» **Written instruction 1**:
Count the lines in the records below that contain the string "target", treating uppercase and lowercase letters as different, and reply with that number alone.
################
We would welcome the chance to work with MLA on harnessing the power of our national reading programmes to further social justice and improve outcomes for individuals and communities. We hope, for example, to build a special Summer Reading Challenge focus on looked after children. Other programmes, like the Vital Link for adult learners and the Big Book Share for family reading in prison, offer major development possibilities.
Our national programmes also offer important community engagement possibilities. FtP, for example, has developed a new understanding of how young people can be involved in shaping the library and reading experience with the Book Bars initiative taking this one step forward. There is now an emerging recognition from key stakeholders (e.g. DfES, NYA, LGA) that public libraries are developing some exemplary participative work. We will be developing this strand in all our national reading programmes, giving us the opportunity to re-balance the relationship between the consumer and the provider. We think this is very much in line with Blueprint's emphasis on libraries as a community place.
6. Key challenges for improvement
ICT developments
Could Blueprint be used to stimulate a debate about the future of public use ICT? Libraries' future role needs to be explored in the context of the government's expectations, the economic and social inclusion drivers and the future of the technical platform we should be aiming for. Partners like the BBC are keen to join this debate and explore partnership developments.
We welcome Blueprint's statements about digital library developments. It will be important to go further than this. MLA is well placed to develop and lead an IT strategy and set clear target dates for major developments. One pressing need is to get all library catalogues on-line. There are major opportunities to link such a development to our national media partnerships, so that, for instance, every time a book is mentioned on radio, people can go on-line and search their local catalogue.
The IT strategy could also ensure that libraries offer a basic 24/7 service of on-line joining, reservations and renewals, moving on to downloadable ebooks and audio books. The strategy could lead developments on modernising delivery of books, along the lines of LoveFilm.
An IT strategy could address the issue of how to create a big collective push on RFID, and link to the work on book industry RFID standards.
We would be happy to support MLA in developing a workstrand which would link libraries into major booktrade developments around the digitisation of content. There is, for example, a new, BA led, initiative offering opportunities for co-operation.
National reading programmes
We welcome the action line in proposition 6 - a programme of targeted national offers around reading and literacy. The first phases of F4F work on national reading programmes put some important building blocks in place and we'd like to think that MLA was proud to have made much of TRA's work in this area possible, through F4F funding. This joint work has demonstrated the impact of partnership working. The challenge now is to embed the work, roll out the offers and make the policy and advocacy links.
We had already developed a successful working model - the Summer Reading Challenge. This shows how local delivery can be united into something bigger, and national economies of scale harnessed to give readers a much more dynamic experience. This approach helps libraries modernise their core work of supporting readers, and does it through a modernised fusion of books, IT and live community events. This year we are integrating an important partnership with the BBC.
Our national reading programmes have been developed in close consultation with local authority partners. They are at different stages, depending on their origins, partnership base and funding. They use the following levers for change:
· Consensus on a quality framework for progression outlining the basis of a minimum offer in a specified area of core service provision
· Library authority networks working together on a strategic and delivery level
· Sign up process formalising baseline offer and aspects of enhanced provision
· Capacity building through generic tool and resource development, training, community champions programmes
· Partnership development
· Review and evaluation frameworks to support progression
· Frameworks for involving users in shaping the library service on offer.
################
» **Written instruction 2**:
Transcribe everything from "We welcome Blueprint's" down to "lines of LoveFilm." in the library policy passage above, matching it character for character.

» **Material for the task**:
################
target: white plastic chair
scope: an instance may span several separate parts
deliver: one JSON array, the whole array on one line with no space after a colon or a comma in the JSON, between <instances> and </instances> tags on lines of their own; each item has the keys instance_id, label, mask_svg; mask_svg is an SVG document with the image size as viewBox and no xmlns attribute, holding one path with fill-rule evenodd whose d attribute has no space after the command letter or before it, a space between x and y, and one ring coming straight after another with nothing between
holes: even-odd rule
################
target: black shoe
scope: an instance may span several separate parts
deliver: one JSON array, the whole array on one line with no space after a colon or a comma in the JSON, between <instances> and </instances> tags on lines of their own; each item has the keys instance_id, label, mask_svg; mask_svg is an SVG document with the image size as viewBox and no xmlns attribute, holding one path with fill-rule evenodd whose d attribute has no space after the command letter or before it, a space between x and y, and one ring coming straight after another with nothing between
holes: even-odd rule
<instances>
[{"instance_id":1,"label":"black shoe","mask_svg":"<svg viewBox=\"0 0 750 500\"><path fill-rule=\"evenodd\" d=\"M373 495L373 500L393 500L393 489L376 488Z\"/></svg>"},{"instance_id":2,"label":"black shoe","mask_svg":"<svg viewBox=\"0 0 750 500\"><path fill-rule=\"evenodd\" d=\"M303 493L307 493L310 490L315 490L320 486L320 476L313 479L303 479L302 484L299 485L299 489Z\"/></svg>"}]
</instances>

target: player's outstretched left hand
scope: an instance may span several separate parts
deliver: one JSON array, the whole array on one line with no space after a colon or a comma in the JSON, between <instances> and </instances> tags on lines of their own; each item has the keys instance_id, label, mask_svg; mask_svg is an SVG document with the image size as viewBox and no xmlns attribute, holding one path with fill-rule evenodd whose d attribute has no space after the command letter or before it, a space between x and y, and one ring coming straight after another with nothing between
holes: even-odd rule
################
» **Exercise answer 1**:
3

» **Exercise answer 2**:
We welcome Blueprint's statements about digital library developments. It will be important to go further than this. MLA is well placed to develop and lead an IT strategy and set clear target dates for major developments. One pressing need is to get all library catalogues on-line. There are major opportunities to link such a development to our national media partnerships, so that, for instance, every time a book is mentioned on radio, people can go on-line and search their local catalogue.
The IT strategy could also ensure that libraries offer a basic 24/7 service of on-line joining, reservations and renewals, moving on to downloadable ebooks and audio books. The strategy could lead developments on modernising delivery of books, along the lines of LoveFilm.